──────── Data to process

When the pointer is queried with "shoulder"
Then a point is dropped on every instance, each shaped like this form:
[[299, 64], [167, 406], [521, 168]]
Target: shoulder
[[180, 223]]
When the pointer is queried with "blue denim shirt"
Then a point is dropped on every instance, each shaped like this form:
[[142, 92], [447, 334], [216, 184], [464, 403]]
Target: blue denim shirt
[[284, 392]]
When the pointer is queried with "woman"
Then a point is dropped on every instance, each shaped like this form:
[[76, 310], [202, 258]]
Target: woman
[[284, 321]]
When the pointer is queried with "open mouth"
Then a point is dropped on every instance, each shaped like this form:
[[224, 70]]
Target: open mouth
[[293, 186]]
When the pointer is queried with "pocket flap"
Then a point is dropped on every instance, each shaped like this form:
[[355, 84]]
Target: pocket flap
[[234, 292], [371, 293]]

────────────────

*To be done*:
Rewrite all of the lines above, replacing "dropped" with "placed" everywhere and leaving everything else unchanged.

*Right answer*:
When the pointer is queried with "shoulder"
Then a point is placed on every instance, each shaped like this form:
[[299, 64], [167, 406], [521, 168]]
Target: shoulder
[[180, 223]]
When the pointer is queried with "blue denim shirt"
Then a point is placed on every instance, each shaped like this form:
[[142, 92], [447, 334], [216, 184], [464, 403]]
Target: blue denim shirt
[[284, 392]]
When the pointer is queried with "woman"
Then a point is placed on every instance, each shaped like this form:
[[76, 310], [202, 258]]
Target: woman
[[284, 321]]
When the pointer is queried with "open mouth"
Then a point is placed on every instance, each shaped like this form:
[[224, 70]]
Target: open mouth
[[293, 186]]
When the pointer is queried with "pocket flap"
Then a point is placed on every instance, each shaped like this form:
[[355, 84]]
Target: pocket flap
[[234, 292], [371, 293]]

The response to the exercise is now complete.